## Extrait du document

------------------------------------------------------------

Quand on lit la littérature missionnaire contemporaine, on est confronté à une grande diversité d’approches et de philosophies concernant le ministère transculturel. Une telle diversité n’est pas sortie du vide. Il s’agit de développements ayant émergé en fonction des priorités fixées par les différentes missions occidentales qui ont œuvré depuis 200 ans.
Dans cet article, je voudrais esquisser une vue d’ensemble de l’histoire moderne des missions en mettant en lumière trois époques distinctes. Elles ont produit des orientations ou des trajectoires différentes qui se poursuivent aujourd’hui dans la missiologie occidentale. Une missiologie bibliquement solide et centrée sur l’Église doit s’inspirer de ces trois époques mais doit également éviter la distorsion que produirait une attention disproportionnée accordée à l’une plutôt qu’à l’autre époque.
Première époque : le « Grand siècle »
La plupart des ouvrages écrits sur les missions protestantes avec un point de vue occidental, mettent l’accent sur la figure emblématique de William Carey. Considéré comme le père des missions modernes à la fin du XVIIIè siècle, Carey et ses compatriotes ont ouvert la voie à l’évangélisation des païens. Ils ont travaillé dans la prière pour obtenir des conversions, former de nouveaux croyants et établir des églises dans des régions qui n’avaient pas été évangélisées.

------------------------------------------------------------

## Extraits d'enregistrements
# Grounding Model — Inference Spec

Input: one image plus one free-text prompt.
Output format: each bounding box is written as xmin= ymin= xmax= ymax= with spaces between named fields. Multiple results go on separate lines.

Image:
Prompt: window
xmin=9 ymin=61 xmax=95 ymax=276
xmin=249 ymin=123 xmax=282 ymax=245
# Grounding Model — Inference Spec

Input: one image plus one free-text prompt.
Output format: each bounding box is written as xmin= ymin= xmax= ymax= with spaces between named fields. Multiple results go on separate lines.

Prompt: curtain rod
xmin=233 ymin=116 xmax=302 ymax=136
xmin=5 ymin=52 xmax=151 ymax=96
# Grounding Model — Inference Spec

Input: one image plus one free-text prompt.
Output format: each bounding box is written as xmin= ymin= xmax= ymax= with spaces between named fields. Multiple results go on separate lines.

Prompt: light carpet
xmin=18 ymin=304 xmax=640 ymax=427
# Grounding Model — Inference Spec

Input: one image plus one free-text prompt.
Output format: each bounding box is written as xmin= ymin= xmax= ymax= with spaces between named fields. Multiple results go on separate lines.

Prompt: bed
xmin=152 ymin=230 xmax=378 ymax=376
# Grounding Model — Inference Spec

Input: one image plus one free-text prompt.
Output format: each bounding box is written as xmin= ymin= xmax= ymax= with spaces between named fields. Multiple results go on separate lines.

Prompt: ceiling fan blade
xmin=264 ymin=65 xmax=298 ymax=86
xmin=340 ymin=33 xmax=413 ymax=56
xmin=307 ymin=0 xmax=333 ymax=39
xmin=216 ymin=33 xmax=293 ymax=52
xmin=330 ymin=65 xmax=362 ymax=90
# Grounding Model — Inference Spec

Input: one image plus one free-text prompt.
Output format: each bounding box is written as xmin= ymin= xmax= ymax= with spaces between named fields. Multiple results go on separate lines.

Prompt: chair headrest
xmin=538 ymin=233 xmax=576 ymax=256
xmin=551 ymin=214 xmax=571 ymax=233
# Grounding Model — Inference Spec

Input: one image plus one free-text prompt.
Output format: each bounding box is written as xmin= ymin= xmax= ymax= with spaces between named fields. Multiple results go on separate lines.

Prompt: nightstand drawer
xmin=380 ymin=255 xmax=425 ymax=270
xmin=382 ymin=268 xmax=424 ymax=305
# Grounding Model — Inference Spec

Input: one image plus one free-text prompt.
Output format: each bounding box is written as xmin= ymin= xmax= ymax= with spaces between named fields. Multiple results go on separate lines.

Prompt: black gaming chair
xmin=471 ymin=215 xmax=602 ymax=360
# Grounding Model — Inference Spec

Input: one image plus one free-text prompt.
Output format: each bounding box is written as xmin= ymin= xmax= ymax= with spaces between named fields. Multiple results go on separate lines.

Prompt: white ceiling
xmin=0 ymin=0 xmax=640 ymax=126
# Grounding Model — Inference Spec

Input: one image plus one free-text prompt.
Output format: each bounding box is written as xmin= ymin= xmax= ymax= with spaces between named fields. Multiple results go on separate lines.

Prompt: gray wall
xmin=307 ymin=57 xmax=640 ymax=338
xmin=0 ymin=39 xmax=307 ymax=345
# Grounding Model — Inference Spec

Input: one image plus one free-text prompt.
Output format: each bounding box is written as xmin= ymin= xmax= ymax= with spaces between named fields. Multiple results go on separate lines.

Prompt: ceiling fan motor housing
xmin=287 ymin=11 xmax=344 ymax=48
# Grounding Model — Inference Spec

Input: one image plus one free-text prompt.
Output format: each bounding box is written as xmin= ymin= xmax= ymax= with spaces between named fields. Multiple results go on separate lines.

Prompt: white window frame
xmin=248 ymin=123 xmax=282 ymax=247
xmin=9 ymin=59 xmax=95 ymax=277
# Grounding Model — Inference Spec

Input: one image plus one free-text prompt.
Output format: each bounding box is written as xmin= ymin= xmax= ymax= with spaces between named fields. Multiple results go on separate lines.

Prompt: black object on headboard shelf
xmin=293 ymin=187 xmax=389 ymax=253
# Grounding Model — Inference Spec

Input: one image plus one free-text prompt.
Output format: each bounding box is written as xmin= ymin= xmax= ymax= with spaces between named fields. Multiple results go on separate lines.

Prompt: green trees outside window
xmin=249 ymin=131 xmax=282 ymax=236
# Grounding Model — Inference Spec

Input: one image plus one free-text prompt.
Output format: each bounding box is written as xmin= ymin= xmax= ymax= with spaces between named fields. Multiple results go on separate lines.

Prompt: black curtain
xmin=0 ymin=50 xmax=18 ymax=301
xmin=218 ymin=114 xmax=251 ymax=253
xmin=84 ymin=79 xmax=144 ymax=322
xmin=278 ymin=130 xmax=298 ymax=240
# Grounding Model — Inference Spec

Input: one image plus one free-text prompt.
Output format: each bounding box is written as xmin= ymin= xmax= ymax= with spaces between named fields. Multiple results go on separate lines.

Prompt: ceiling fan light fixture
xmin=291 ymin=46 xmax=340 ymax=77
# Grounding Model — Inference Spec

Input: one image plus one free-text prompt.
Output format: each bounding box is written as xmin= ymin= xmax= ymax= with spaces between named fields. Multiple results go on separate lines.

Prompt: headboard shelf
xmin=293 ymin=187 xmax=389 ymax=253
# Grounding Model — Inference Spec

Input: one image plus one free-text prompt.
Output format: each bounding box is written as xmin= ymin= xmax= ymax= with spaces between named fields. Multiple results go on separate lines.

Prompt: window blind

------------------------------------------------------------

## Consigne 1
Modifiez le passage de l'article sur l'histoire des missions qui s'ouvre sur les mots contenant "Dans cet article, je" et se ferme sur "qu’à l’autre époque.", en y remplaçant "missiologie" par "théologie de la mission".
## Consigne 2
Extrayez toutes les lignes des enregistrements qui contiennent la chaîne "black", en tenant compte de la casse.
Le texte et les enregistrements constituent deux ensembles indépendants.

## Réponse attendue 1
Dans cet article, je voudrais esquisser une vue d’ensemble de l’histoire moderne des missions en mettant en lumière trois époques distinctes. Elles ont produit des orientations ou des trajectoires différentes qui se poursuivent aujourd’hui dans la théologie de la mission occidentale. Une théologie de la mission bibliquement solide et centrée sur l’Église doit s’inspirer de ces trois époques mais doit également éviter la distorsion que produirait une attention disproportionnée accordée à l’une plutôt qu’à l’autre époque.

## Réponse attendue 2
Prompt: black gaming chair
Prompt: black object on headboard shelf
Prompt: black curtain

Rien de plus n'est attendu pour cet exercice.